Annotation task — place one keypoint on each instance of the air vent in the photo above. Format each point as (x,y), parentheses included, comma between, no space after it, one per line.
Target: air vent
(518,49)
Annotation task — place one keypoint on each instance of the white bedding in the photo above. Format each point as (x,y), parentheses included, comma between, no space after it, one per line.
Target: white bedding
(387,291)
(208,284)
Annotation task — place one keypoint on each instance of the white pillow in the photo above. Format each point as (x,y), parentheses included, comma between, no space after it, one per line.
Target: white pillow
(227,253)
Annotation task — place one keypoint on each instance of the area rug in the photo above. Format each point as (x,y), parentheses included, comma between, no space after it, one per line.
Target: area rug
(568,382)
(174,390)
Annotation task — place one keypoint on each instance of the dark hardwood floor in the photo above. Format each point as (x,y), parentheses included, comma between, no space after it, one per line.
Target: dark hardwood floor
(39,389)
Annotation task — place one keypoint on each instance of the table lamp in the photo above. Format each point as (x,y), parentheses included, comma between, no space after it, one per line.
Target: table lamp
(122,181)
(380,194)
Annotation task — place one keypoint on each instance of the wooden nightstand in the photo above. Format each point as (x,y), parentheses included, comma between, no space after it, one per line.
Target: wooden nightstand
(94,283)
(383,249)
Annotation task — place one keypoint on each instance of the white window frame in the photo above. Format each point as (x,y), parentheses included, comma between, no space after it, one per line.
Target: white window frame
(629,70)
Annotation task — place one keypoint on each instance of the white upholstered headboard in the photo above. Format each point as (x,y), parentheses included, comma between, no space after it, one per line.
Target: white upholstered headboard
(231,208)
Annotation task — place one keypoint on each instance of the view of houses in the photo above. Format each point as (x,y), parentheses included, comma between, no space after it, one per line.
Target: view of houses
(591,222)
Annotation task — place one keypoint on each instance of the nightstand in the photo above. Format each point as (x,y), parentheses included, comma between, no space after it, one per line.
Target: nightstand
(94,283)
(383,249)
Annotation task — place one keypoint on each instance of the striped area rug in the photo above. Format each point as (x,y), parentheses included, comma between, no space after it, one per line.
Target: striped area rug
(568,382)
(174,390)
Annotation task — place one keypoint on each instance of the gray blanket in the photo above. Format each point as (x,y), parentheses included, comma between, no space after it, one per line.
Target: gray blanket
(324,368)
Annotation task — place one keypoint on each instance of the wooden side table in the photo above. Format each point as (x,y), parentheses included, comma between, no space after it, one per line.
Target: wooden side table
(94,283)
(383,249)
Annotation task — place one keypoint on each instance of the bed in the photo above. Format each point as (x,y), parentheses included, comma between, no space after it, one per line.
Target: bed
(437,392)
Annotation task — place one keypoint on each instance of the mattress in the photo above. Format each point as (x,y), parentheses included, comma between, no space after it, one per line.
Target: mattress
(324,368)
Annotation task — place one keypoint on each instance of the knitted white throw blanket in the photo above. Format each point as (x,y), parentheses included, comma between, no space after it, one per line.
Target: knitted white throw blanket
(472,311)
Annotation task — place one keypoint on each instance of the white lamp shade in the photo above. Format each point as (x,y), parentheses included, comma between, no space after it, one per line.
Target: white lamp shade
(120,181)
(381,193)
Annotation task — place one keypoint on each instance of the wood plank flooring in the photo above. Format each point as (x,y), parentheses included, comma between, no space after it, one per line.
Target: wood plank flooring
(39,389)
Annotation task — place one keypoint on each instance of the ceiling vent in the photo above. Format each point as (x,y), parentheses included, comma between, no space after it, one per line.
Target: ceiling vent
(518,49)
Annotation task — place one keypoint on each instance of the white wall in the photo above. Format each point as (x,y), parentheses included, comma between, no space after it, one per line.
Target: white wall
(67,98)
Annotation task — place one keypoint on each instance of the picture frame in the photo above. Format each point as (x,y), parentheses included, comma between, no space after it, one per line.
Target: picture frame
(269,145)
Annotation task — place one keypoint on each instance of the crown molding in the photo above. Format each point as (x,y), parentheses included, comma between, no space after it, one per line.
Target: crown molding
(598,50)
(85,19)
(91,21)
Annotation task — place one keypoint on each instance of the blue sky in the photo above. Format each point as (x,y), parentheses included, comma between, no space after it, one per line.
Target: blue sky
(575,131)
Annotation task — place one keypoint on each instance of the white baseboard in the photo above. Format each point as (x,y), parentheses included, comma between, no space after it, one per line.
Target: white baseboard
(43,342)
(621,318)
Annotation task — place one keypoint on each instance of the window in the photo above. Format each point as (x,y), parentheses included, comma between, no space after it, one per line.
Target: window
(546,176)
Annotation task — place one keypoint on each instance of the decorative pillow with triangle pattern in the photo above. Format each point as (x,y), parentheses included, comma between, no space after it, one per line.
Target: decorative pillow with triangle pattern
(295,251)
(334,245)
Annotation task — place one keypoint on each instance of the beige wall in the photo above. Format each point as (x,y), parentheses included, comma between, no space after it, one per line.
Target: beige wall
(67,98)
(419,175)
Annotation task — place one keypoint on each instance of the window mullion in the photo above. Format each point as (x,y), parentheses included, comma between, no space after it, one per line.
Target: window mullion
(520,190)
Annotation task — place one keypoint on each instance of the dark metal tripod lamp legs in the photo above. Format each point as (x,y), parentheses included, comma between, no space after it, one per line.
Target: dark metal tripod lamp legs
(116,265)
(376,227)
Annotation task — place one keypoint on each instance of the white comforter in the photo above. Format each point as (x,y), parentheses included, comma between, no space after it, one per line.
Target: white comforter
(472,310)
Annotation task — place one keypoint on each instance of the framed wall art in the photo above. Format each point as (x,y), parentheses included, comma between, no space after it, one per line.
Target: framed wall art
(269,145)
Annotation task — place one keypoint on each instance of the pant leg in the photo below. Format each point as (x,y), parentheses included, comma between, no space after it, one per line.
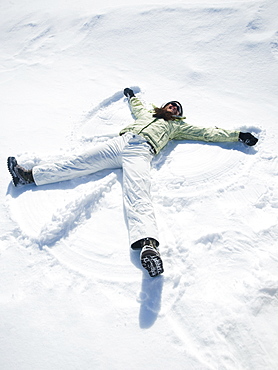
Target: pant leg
(103,156)
(138,205)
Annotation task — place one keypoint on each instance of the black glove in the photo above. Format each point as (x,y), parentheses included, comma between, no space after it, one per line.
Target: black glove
(128,93)
(247,138)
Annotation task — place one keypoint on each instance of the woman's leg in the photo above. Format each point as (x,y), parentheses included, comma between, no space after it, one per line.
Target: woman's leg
(106,155)
(136,192)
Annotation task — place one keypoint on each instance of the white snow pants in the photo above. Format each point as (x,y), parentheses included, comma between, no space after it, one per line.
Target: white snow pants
(130,152)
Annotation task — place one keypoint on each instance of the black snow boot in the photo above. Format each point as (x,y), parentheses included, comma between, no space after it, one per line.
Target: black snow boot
(20,175)
(150,257)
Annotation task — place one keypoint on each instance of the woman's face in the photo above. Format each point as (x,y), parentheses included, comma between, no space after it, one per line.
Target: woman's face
(172,108)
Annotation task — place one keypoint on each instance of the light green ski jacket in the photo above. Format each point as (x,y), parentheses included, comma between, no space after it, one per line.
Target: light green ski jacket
(159,132)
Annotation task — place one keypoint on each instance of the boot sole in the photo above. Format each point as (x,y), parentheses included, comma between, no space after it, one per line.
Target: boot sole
(153,264)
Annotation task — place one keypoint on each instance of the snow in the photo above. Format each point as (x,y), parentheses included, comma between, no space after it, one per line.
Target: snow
(73,295)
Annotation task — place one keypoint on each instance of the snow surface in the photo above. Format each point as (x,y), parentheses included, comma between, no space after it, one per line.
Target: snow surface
(73,295)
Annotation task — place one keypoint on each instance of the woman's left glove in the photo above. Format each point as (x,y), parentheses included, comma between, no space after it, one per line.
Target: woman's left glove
(247,138)
(128,93)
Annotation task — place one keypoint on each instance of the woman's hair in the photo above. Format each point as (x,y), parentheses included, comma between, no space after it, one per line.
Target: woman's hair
(162,113)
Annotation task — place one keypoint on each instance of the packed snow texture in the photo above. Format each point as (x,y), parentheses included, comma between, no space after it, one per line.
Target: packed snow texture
(73,294)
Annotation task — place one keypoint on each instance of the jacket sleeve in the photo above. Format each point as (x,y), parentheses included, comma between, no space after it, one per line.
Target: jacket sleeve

TO BE DONE: From the line that contains "the snow in" down to the last line of the listing above, repeat each line exactly, and include nothing else.

FULL SOLUTION:
Annotation task — place one keypoint on each instance of the snow in the photo above. Format each point as (x,y), parentheses included, comma between, no space after it, one per line.
Target: snow
(73,295)
Annotation task — place one keypoint on each instance of the snow surface in the photo above. Format each point as (x,y), parentheses included, comma between, no space after it, one per line.
Target: snow surface
(73,295)
Annotation task — place one keypoint on each instance of the woman's left glove in the photo above. Format each point as (x,y), parentheses included, comma between, no space after it, one per line.
Target: woman's left glove
(247,138)
(128,93)
Annotation task — place one keypoint on each instance of the woman's hair in the photo above. Format each point as (x,y), parentheses included, comma between, no space after it, one per line.
Target: woman's hair
(162,113)
Annotation task — place one keypoint on each instance of the packed snow texture in the photo above. Format each point as (x,y), parentheses included, comma between, no space after it, one per line.
Target: packed snow texture
(73,294)
Annotation task — place one keypoint on each instance of the jacket sleeve in the photo above. Format each point as (x,y), parentheses included, comma between, no space after it, one per line.
Target: jacket sleeve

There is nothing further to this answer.